=== DATA FOR THE TASK ===
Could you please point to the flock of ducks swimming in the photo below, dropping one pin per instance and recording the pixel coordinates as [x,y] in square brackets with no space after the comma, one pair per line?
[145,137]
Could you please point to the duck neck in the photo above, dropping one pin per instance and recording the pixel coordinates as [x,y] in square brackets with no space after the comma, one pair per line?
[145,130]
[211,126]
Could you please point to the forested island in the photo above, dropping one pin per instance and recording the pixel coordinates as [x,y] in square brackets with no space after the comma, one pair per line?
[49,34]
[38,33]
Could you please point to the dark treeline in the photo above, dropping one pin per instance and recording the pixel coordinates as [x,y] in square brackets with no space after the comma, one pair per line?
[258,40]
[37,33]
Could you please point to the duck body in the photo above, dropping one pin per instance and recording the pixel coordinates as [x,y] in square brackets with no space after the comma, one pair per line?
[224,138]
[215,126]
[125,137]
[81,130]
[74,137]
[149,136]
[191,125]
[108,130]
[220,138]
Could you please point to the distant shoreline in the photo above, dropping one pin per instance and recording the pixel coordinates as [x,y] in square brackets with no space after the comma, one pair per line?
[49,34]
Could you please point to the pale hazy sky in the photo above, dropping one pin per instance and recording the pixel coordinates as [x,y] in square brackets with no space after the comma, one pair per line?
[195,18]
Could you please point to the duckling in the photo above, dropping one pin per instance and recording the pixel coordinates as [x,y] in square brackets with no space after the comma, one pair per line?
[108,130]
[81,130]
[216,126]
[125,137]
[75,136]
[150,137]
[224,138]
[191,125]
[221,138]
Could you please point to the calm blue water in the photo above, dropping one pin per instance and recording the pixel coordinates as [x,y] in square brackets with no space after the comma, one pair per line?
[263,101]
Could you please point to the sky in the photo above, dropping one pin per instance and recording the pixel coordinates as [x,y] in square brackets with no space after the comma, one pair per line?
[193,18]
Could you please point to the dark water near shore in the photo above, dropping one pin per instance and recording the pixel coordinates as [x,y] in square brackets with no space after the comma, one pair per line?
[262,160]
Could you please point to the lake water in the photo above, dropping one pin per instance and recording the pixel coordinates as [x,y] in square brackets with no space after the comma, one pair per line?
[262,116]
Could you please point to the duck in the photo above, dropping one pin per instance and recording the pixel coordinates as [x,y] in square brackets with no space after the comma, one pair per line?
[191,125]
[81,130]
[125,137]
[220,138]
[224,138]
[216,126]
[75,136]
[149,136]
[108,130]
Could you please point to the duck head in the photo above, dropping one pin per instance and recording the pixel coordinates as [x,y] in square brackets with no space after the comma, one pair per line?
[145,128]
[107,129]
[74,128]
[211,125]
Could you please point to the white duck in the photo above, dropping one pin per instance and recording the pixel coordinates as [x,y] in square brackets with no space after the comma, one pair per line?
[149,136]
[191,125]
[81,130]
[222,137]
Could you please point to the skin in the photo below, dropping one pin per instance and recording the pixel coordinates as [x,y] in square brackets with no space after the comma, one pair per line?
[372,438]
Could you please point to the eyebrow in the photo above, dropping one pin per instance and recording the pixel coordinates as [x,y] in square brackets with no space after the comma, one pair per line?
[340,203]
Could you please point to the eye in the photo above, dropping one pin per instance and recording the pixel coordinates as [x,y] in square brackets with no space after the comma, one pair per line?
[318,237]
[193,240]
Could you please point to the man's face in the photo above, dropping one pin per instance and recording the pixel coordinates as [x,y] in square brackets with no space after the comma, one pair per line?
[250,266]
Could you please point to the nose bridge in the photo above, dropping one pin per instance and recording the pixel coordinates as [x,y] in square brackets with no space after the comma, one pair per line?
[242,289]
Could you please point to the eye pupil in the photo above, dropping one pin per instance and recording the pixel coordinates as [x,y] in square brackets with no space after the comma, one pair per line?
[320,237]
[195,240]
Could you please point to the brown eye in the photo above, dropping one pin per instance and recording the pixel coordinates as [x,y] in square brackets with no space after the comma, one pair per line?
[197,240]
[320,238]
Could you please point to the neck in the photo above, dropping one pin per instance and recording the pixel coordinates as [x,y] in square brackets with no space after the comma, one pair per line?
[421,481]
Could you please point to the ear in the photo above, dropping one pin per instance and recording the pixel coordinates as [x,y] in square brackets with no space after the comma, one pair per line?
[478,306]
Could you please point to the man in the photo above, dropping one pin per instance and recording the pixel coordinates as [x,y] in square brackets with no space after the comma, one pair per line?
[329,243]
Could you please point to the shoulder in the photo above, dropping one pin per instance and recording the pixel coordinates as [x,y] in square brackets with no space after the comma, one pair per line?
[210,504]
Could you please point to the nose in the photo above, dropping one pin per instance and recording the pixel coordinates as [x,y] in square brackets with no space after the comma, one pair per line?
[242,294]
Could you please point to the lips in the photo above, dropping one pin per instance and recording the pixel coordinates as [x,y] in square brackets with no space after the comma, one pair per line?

=== WORK REQUEST ===
Would you transcribe the entries above exactly as they appear?

=== REPLY ===
Could you please point to the flock of ducks swimming in the photo below, dropping one pin per instance and recording the pixel coordinates as [x,y] in square brackets with no space after the comma, one pair per line?
[145,137]
Could you please point to the duck neck in the photo above, dropping one pin per instance and recording the pixel coordinates as [x,y] in square brackets with no space after the comma, one pair per line?
[145,130]
[211,126]
Could you please point to the forested island in the photo above, dropping one pin per instance and recording the pixel coordinates as [x,y] in square brackets with no space after the comma, one pair per line?
[49,34]
[38,33]
Could you please point to the dark treeline in the photo above, dropping one pin per instance and recording the pixel coordinates as [x,y] in square brackets with no space after the comma, one pair per line?
[258,40]
[37,33]
Could you please point to the duck body in the photo above, dropping one pin per instance and recording the pixel coordinates as [x,y] in square brackets with no space after the comma, one pair per line?
[224,138]
[215,126]
[125,137]
[81,130]
[74,137]
[149,136]
[191,125]
[108,130]
[220,138]
Could you please point to the distant shoreline in the photo above, dropping one pin per instance and recording the pixel coordinates as [x,y] in square brackets with no space after the comma, one pair per line?
[49,34]
Could you please point to the pale hazy sky in the photo above, dropping one pin per instance and recording the pixel coordinates as [x,y] in square brackets with no space after the comma, one pair per line?
[195,18]
Could you please point to the duckling in the photo above, dropping one pin per instance and recording the pixel coordinates as [x,y] in square brackets with no space after the comma, one pair per line?
[108,130]
[81,130]
[216,126]
[125,137]
[75,136]
[150,137]
[224,138]
[191,125]
[221,138]
Could you please point to the calm blue water in the photo above, dropping one pin per instance and recording the pixel coordinates as [x,y] in square brackets with no space after the comma, one pair per line?
[263,101]
Could you please point to the sky in the photo above, dropping one pin per instance and recording the pixel coordinates as [x,y] in square brackets with no space after the comma, one pair per line?
[193,18]
Could you please point to the dark water near shore in the photo above, dropping one pin per instance and recording the pixel coordinates as [x,y] in square brackets with no space after the comma, one pair per line?
[262,160]
Could you please point to the lake water in the photo above, dropping one pin per instance and recording the pixel coordinates as [x,y] in square brackets with no space after the comma, one pair per line?
[262,116]
Could you please point to the duck in the photo above, dropping one pin per instance and recording the pixel coordinates as [x,y] in square brackets with no space after the comma, one pair per line?
[191,125]
[81,130]
[125,137]
[220,138]
[224,138]
[216,126]
[75,136]
[149,136]
[108,130]
Could you please point to the duck head in the photo above, dropping one pin per instance and recording the pixel coordinates as [x,y] in square brackets with no space after the comma, one pair per line?
[145,128]
[107,129]
[74,128]
[211,125]
Could you please point to the white duck in the photo above, dropping one pin per instance and recording the pixel coordinates as [x,y] in square brackets with no space after the comma, one pair per line?
[149,136]
[191,125]
[81,130]
[222,137]
Could you please point to the skin in the photo below, dropping one pin per instance and recording the pixel coordinates as [x,y] in square brackets with no space after the comma, one pair per line?
[372,438]
Could you please point to the eyebrow in the photo above, dropping one pin per instance and recording the pixel coordinates as [x,y] in square brackets with no space after the comma, one pair per line?
[340,203]
Could you please point to the eye in the photo above, dropping one pin per instance and recording the pixel coordinates as [x,y] in square brackets with no space after the comma, one pair per line?
[318,237]
[193,240]
Could you please point to the man's face in the photo above, dropping one pin per instance and recording the pixel coordinates as [x,y] in square brackets with no space after the comma, one pair per line?
[250,266]
Could you please point to the nose bridge in the photo above, dropping one pin per instance and recording the pixel coordinates as [x,y] in square brackets with no space after the comma, one pair per line?
[242,289]
Could you please point to the eye pupil in the photo above, dropping one pin per instance and recording the pixel coordinates as [x,y] in square brackets with no space after the comma, one pair per line?
[320,237]
[195,240]
Could you please point to the brown eye in the photo above, dropping one pin per instance and recording the pixel coordinates as [x,y] in square brackets with no space after the comma, one pair per line?
[197,240]
[320,238]
Could you please point to the neck in the photo above, dropping one pin per instance and recording the pixel coordinates as [x,y] in square brackets with no space after the comma, one pair per line?
[421,481]
Could you please point to the ear in the photo above, dropping one pin per instance and recording the pixel coordinates as [x,y] in square brackets with no space after the comma, one pair per line?
[478,306]
Could you please point to the man in the photo above, dropping one pin per instance and recording the pixel coordinates as [x,y] in square brackets with no space after the comma, one pair per line?
[329,243]
Could you please point to the shoulder in the photo above, dropping one pin per instance and recording the pixel coordinates as [x,y] in square brackets with no space after the comma, one pair per line?
[210,504]
Could you please point to the nose in the photo above, dropping one pin per instance and recording the pixel coordinates as [x,y] in square brackets with no space after the comma, one pair per line?
[242,294]
Could you please point to the lips in the photo above, dropping one pin per instance and recording the pixel coordinates as [x,y] in square brackets with no space after the comma, one pair per line?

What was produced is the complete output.